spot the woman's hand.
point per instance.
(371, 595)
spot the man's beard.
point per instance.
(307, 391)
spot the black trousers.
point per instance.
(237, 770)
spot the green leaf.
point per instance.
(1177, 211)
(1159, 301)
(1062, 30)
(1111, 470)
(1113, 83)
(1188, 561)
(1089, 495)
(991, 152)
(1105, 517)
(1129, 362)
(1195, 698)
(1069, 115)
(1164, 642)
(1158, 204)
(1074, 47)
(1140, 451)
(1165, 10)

- - - - - - -

SET PROBLEM: Lay out the rows above as a two-column CSV with the header instruction,points. Give one line per row, with the row's text in the first quoted field and its answer in the second, and turn any line breaks inside a field into spaces.

RESULT FOR THIS EXERCISE:
instruction,points
"spot the woman's hand. point per instance.","(371, 595)"
"spot the man's beard. point per instance.","(307, 391)"
"spot the black trousers. point per instance.","(237, 770)"
"spot the green leaf. point per instance.","(1177, 211) (1159, 301) (1062, 30) (1111, 470) (1113, 83) (1188, 561) (1089, 495) (991, 152) (1105, 517) (1129, 362) (1195, 698) (1069, 115) (1164, 642) (1158, 204) (1074, 47) (1140, 451) (1165, 10)"